WORK REQUEST :: Nothing but the exact text of the entries should appear in your answer; pictures stay out.

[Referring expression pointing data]

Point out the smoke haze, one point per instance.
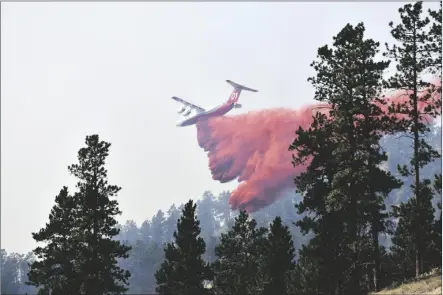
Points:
(253, 148)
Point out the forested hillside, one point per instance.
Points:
(363, 215)
(147, 239)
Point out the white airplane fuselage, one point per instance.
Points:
(214, 112)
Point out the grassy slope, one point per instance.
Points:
(430, 284)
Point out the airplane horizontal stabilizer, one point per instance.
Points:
(238, 86)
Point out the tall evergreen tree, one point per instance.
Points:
(183, 271)
(436, 44)
(81, 255)
(344, 183)
(280, 254)
(414, 57)
(240, 258)
(57, 270)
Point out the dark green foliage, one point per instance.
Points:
(344, 187)
(415, 55)
(435, 46)
(280, 254)
(240, 258)
(14, 272)
(405, 238)
(183, 272)
(81, 255)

EXPECTED OUTPUT ::
Point out the smoke haze, one point per instance.
Points:
(253, 148)
Point out the forested hillside, one point per instance.
Points:
(363, 215)
(147, 239)
Point out the white airplane fuselage, one point per instance.
Points:
(214, 112)
Point out the grassy slope, one point per instance.
Points:
(430, 284)
Point out the airplane horizontal stabilizer, one point per instance.
Points:
(238, 86)
Point out the tall evergreen tree, one point per instance.
Points:
(183, 271)
(436, 44)
(81, 255)
(344, 183)
(280, 254)
(414, 57)
(240, 258)
(57, 270)
Point out the dark green foliage, one point per instance.
Points:
(344, 187)
(415, 55)
(435, 46)
(280, 254)
(240, 258)
(14, 272)
(405, 238)
(183, 272)
(81, 255)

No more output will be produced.